> _To do_
Can you convert every line below into a Markdown table with the columns "No." and "Line", giving each non-blank line its own numbered row and leaving the pictures out?

---*---

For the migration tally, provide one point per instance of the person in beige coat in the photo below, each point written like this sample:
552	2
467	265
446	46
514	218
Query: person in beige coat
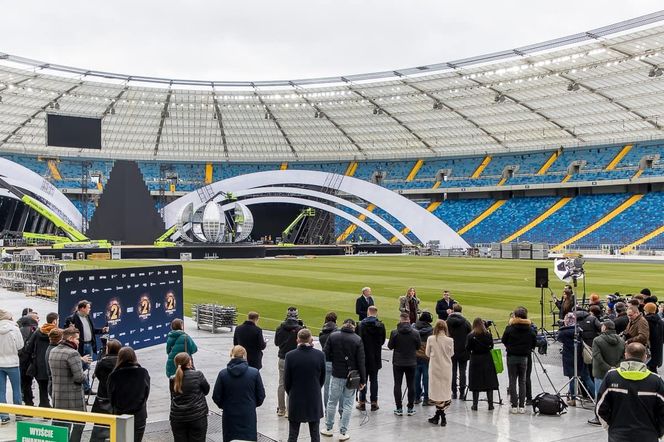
439	350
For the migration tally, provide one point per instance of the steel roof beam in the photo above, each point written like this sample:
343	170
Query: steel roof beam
389	114
327	117
273	118
164	113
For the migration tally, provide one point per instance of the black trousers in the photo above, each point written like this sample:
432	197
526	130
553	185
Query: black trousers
26	389
294	431
399	372
192	431
459	366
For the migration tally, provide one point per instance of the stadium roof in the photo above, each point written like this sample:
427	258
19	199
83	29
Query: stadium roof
601	86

---*---

> _The result_
| No. | Line |
|---|---|
| 1 | For the migration tally, provide one point per instance of the person in beige coat in the photo below, each point written like this sample: |
| 2 | 552	2 |
| 3 | 467	265 |
| 4 | 446	46 |
| 5 | 514	218 |
| 6 | Query: person in beige coat |
| 7 | 439	350 |
| 8 | For the migration tally, provide one point per instance of the steel roof beam in the photo above, each point written like this sample: |
| 9 | 343	170 |
| 10 | Query: steel roof beam |
| 11 | 389	114 |
| 12 | 327	117 |
| 13 | 273	118 |
| 14 | 164	113 |
| 15 | For the migration tally, provide one point per instance of the black trousers in the photo above, each point written like this sample: |
| 16 | 432	197 |
| 17 | 526	130 |
| 18 | 553	185 |
| 19 | Query: black trousers |
| 20 | 26	389 |
| 21 | 294	431 |
| 22 | 399	372 |
| 23 | 192	431 |
| 24 | 459	366 |
| 25 | For the migration tally, provide one point per instance of the stadium roof in the photo above, each point written like this sample: |
| 26 | 427	258 |
| 27 | 19	199 |
| 28 | 83	29 |
| 29 | Query: stadium roof |
| 30 | 601	86 |